======== Testo fornito

Un’altra volta, in un altro centro di detenzione per migranti, c’era un uomo eritreo steso a terra che ci è stato indicato da altre persone che ero rinchiuse lì. Lui era in condizioni disperate e, anche lì, non era stato consentito l’accesso ai medici. Quindi abbiamo fatto noi in modo che andasse un dottore a visitarlo. Il primo medico ha diagnosticato solo febbre alta. Non ci siamo fidati e abbiamo chiamato un altro medico che, dopo analisi approfondite, ha invece diagnosticato la tubercolosi. Quest’ultimo è stato un caso estremamente fortunato, perché poi ho saputo che questo malato è stato curato ed è guarito. Ma questo solo perché io era di passaggio lì e ho chiesto che venisse visitato, ma chissà quanti ce ne sono che non hanno avuto questa fortuna e sono morti. Di queste persone nessuno saprà mai niente.
- Quali sono le condizioni delle persone nei centri di detenzione? I migranti vengono torturati in Libia?
Premesso che non ho mai assistito a torture, ho però ascoltato testimonianze di migranti in Libia su violenze a dir poco cruente. Di persone picchiate con spranghe di ferro, o di plastica squagliata addosso. Spesso con l’intento di spronare il migrante di turno a chiedere i soldi alla propria famiglia o a chicchessia per facilitarne il rilascio.
- Cosa pensi, alla luce di ciò che hai visto, che l’Italia dovrebbe fare a pochi giorni dal rinnovo degli accordi con la Libia?
L’Italia dovrebbe mettersi una mano sulla coscienza perché finanziare la Libia affinché potenzi la “fantomatica” Guardia Costiera Libica per riportare i migranti in Libia significa essere complici a tutti gli effetti. Quando la Guardia Costiera Libica riprende i migranti in mare si parla di “salvataggi”, “recuperi” ma c’è un problema di carattere lessicale: quelli sono arresti. Una volta prese le persone, vengono portati in questi centri che di fatto sono prigioni.

================
======== Dati dell'esercizio

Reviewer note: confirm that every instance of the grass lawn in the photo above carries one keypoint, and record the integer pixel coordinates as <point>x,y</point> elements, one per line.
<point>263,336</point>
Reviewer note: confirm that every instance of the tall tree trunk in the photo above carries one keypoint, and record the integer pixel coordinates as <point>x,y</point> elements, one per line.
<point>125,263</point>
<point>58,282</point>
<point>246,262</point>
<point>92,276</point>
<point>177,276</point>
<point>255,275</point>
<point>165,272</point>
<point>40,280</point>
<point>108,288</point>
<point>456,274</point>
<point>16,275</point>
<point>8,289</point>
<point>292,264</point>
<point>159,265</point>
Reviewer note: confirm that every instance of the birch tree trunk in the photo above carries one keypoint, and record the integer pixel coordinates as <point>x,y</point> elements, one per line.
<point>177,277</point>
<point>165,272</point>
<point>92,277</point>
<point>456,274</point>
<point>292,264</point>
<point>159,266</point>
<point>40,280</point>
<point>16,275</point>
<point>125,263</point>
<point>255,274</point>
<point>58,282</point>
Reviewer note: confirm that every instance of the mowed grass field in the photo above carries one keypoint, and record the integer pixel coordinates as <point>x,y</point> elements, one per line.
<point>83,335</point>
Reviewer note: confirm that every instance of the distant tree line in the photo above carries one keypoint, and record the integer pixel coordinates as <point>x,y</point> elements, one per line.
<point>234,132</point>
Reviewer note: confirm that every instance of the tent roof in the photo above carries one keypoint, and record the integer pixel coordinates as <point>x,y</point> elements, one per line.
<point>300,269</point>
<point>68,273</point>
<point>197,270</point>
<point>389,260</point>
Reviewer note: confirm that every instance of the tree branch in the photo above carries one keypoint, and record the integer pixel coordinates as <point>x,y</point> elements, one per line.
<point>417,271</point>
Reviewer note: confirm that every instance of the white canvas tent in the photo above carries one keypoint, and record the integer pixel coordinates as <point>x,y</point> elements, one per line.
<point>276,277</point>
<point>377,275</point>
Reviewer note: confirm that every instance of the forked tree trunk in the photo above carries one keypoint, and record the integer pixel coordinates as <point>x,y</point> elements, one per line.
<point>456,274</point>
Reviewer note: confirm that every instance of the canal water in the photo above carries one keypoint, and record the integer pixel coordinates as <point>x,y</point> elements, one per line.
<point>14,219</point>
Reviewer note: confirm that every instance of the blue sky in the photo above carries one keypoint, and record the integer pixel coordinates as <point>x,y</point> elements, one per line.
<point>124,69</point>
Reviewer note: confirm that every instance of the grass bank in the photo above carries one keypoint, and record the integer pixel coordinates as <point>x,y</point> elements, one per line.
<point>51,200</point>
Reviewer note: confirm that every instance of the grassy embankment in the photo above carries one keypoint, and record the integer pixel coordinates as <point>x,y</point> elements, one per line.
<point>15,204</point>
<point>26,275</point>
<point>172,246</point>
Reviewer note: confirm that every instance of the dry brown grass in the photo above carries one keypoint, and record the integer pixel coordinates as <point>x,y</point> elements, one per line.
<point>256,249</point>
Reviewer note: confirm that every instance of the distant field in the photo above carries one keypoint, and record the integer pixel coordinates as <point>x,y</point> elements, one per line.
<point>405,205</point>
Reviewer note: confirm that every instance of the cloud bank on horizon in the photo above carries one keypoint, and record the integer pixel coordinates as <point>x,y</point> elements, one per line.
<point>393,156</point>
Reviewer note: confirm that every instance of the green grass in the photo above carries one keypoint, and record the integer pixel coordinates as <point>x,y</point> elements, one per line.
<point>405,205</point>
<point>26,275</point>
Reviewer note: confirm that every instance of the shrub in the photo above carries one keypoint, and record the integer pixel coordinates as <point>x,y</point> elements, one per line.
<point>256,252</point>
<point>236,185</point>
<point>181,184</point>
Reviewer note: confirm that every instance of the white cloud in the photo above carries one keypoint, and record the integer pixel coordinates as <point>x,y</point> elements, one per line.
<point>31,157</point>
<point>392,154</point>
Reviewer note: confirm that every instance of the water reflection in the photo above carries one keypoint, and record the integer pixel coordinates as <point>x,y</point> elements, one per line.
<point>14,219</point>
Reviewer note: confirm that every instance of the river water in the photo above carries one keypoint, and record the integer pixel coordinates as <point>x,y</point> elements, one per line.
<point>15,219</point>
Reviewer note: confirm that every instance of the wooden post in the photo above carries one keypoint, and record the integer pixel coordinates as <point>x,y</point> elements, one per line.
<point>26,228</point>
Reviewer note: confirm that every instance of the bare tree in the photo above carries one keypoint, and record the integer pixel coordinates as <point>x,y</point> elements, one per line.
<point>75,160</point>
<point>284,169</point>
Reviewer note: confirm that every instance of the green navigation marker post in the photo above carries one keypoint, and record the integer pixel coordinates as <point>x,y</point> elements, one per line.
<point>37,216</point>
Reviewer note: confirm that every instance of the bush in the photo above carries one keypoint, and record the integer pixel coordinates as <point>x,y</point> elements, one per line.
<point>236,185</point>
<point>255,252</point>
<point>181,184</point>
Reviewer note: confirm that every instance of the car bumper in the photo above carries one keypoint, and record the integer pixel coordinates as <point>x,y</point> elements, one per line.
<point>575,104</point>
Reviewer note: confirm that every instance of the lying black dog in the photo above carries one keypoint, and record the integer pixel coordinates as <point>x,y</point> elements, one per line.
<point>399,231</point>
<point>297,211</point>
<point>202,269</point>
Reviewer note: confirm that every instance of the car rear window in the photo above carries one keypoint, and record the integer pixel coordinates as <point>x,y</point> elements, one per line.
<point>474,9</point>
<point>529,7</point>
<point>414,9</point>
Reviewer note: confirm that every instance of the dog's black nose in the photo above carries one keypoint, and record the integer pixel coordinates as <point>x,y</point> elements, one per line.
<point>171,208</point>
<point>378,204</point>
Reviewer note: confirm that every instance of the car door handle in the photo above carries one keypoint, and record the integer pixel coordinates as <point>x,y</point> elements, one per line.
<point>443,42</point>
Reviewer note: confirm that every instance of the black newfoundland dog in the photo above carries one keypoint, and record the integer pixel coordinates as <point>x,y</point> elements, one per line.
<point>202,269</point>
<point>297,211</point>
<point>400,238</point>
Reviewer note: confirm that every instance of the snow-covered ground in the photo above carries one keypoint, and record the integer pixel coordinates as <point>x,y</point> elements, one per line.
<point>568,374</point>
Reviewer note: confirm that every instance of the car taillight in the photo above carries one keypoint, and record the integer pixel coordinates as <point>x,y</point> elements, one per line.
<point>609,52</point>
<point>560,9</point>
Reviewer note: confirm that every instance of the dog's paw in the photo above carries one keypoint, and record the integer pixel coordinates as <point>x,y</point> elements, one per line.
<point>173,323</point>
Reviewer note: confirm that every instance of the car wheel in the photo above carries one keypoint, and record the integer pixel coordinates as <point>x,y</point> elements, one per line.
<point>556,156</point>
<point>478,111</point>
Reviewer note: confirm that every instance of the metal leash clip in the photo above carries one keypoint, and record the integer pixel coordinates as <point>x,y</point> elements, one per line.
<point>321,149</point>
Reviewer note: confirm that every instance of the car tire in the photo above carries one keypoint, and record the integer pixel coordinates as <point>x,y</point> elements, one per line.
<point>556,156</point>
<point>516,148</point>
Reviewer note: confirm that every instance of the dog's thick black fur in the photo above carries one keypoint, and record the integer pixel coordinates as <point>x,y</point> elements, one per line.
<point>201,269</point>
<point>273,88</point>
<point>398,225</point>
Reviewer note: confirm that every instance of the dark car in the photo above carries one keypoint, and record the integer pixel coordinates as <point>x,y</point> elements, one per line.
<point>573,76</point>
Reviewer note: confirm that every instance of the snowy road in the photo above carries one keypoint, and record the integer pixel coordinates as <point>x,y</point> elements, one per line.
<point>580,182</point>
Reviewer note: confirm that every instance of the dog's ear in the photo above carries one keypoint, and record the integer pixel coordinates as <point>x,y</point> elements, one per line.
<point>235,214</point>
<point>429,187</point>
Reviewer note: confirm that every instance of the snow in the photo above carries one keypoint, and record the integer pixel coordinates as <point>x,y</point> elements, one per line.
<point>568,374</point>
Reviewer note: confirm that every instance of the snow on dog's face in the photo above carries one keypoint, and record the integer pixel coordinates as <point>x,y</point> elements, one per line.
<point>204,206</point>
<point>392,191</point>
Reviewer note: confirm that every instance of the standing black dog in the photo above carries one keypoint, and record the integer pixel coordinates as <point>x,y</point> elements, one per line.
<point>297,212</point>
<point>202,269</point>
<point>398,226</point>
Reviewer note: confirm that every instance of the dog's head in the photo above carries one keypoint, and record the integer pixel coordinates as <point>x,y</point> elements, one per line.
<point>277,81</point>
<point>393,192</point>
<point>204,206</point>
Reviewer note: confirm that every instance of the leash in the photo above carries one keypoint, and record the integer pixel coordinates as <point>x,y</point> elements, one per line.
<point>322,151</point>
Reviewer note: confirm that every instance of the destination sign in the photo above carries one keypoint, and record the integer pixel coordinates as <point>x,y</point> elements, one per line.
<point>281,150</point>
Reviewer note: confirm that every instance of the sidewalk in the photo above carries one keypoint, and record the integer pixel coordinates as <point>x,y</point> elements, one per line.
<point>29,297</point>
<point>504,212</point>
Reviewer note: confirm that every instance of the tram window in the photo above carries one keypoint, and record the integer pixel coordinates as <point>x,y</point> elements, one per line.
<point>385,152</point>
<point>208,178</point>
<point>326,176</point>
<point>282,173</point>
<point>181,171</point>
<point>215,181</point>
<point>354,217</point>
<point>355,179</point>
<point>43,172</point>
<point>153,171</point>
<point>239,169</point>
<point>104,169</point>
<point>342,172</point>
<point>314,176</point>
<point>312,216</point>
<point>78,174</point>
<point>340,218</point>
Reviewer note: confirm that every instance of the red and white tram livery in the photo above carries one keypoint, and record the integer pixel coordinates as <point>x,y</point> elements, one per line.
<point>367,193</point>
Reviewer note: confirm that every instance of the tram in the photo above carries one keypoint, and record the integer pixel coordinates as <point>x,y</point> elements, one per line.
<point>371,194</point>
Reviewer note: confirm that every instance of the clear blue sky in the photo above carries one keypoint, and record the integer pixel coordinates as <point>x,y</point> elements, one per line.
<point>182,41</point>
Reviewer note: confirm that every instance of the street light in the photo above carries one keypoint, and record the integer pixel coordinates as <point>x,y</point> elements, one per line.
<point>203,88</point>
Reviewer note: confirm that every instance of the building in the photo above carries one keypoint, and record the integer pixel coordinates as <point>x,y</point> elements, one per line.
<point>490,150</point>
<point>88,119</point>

================

## [Esercizi]
A - Nel testo sui centri di detenzione per migranti in Libia, quale malattia ha diagnosticato all'uomo eritreo il secondo medico?
B - Scrivi il seguito del testo sui centri di detenzione per migranti in Libia, partendo dopo la sua ultima frase.
I record non hanno alcun ruolo in questo lavoro.

## [Risposte scritte]
A - La tubercolosi.

B -
Incredibilmente alcuni politici hanno provato a chiamare questi luoghi “centri di accoglienza”, ma tutto si respira lì dentro meno che l’accoglienza. E noi ne siamo complici. Il fatto che la mano non sia la nostra non significa che non abbiamo la responsabilità di cosa succede ai migranti in Libia. Il memorandum con la Libia semplicemente deve essere cancellato. E vanno fatti passi in direzione del rispetto dei diritti degli essere umani.
- Nel tuo ruolo di “testimone” hai la responsabilità di raccontare cosa accade in paesi lontani. Quanto pensi che una foto possa ancora scuotere l’opinione pubblica in un’epoca di fake news e di assuefazione alle immagini?
Ci sono troppe notizie non verificate, dovremmo riuscire a riqualificare il giornalismo di qualità. E proprio il giornalismo dovrebbe filtrare notizie e foto in modo che all’utente finale arrivino come un fatto incontestabile. Le foto possono cambiare le opinioni? Assolutamente sì. Non so dirti l’entità di questo cambiamento, ma la foto obbliga ad essere presenti e questo presta meno il fianco a eventuali contestazioni.
- Prossimi progetti?
Continuare a lavorare sull’immigrazione perché è un fenomeno dei nostri tempi, di portata globale. Cercherei di concentrarmi meno sui punti di origine dell’immigrazione ma sui punti di accoglienza e arrivo per documentare come le persone che arrivano in Europa vengono poi integrate. Penso che un ragionamento del genere possa fare luce su eventuali passi da fare in futuro in senso positivo, spero.